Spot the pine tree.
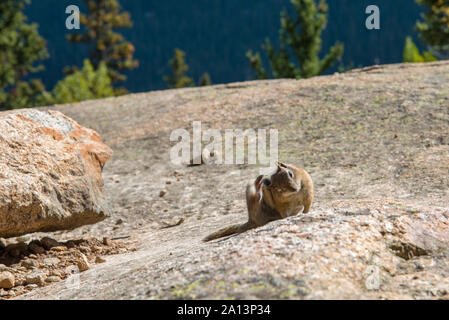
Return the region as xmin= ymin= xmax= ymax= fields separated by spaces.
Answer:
xmin=198 ymin=72 xmax=212 ymax=87
xmin=416 ymin=0 xmax=449 ymax=56
xmin=67 ymin=0 xmax=139 ymax=84
xmin=404 ymin=37 xmax=437 ymax=63
xmin=164 ymin=48 xmax=195 ymax=89
xmin=247 ymin=0 xmax=343 ymax=79
xmin=0 ymin=0 xmax=48 ymax=109
xmin=52 ymin=59 xmax=114 ymax=104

> [The problem]: Rewrite the material above with "pine tree" switched to "fir tree" and everything else kept the same. Leave out the pictures.

> [Written answer]:
Spot the fir tree.
Return the region as xmin= ymin= xmax= ymax= fields separated by spaces.
Answer:
xmin=198 ymin=72 xmax=212 ymax=87
xmin=416 ymin=0 xmax=449 ymax=56
xmin=67 ymin=0 xmax=139 ymax=84
xmin=404 ymin=37 xmax=437 ymax=63
xmin=164 ymin=48 xmax=195 ymax=89
xmin=247 ymin=0 xmax=343 ymax=79
xmin=0 ymin=0 xmax=48 ymax=109
xmin=52 ymin=59 xmax=114 ymax=104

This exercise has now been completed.